TASK GOAL. Rewrite the lines starting with the line containing "instance: [(192, 197)]" and going on through the last line. Keep everything the same except the coordinates in the answers: multiply each one by 2.2 and round it to a whole number, with halves rounding up.
[START OF RECORDED INFORMATION]
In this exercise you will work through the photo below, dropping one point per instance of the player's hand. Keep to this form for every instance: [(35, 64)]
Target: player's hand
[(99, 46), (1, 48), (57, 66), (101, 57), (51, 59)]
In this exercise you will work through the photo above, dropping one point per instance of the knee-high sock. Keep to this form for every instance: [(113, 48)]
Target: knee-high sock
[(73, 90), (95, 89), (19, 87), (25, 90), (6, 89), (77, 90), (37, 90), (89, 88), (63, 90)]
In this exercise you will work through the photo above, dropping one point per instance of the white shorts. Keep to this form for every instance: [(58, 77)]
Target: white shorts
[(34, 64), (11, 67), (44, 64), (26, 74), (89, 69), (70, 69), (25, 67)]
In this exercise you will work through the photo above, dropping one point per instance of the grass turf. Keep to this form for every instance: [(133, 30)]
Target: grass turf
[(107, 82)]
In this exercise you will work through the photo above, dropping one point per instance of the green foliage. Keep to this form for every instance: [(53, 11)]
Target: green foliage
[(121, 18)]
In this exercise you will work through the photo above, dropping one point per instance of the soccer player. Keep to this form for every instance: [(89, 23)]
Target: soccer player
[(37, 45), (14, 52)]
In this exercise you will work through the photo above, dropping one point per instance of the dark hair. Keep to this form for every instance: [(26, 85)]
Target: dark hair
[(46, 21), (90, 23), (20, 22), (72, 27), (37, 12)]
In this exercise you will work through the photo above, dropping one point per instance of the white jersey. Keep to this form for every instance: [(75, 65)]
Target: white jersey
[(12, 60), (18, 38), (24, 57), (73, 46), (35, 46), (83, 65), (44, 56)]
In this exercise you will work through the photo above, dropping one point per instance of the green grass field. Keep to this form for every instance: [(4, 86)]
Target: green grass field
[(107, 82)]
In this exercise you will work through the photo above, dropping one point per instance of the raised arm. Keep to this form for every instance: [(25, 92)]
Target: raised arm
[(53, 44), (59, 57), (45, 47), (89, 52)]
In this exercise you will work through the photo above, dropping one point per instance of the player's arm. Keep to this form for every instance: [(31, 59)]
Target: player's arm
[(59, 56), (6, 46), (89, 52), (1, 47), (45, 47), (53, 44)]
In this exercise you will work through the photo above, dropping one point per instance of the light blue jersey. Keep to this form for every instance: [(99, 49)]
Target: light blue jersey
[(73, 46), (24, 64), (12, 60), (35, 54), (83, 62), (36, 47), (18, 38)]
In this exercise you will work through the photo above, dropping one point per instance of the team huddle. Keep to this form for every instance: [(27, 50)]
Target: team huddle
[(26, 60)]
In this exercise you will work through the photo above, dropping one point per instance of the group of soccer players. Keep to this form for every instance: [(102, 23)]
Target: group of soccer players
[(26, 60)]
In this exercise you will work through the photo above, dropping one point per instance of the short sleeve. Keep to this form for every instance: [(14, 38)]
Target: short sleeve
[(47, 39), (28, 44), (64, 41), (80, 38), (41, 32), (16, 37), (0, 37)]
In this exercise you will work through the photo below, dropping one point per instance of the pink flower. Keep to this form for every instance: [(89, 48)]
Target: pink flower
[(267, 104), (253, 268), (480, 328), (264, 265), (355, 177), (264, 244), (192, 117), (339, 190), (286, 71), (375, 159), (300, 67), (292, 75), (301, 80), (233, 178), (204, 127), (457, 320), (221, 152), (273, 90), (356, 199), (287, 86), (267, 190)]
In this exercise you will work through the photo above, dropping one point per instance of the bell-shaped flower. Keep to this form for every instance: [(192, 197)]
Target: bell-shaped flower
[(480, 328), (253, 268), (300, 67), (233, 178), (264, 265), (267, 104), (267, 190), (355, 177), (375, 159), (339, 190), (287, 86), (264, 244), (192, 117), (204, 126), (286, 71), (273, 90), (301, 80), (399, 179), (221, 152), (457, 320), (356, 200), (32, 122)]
[END OF RECORDED INFORMATION]
COMPLETE RESPONSE.
In this exercise you will work through the photo above, dropping one point per instance of the bell-shaped flower. Keep to this form for every instance: [(192, 197)]
Target: bell-shaped flower
[(1056, 722), (557, 590), (660, 147), (513, 392), (581, 583), (587, 229), (587, 418), (781, 389), (825, 350), (746, 418), (631, 189), (581, 537), (422, 257), (449, 277), (629, 156), (601, 198), (662, 176), (878, 394), (486, 334), (1005, 704), (783, 440), (70, 268)]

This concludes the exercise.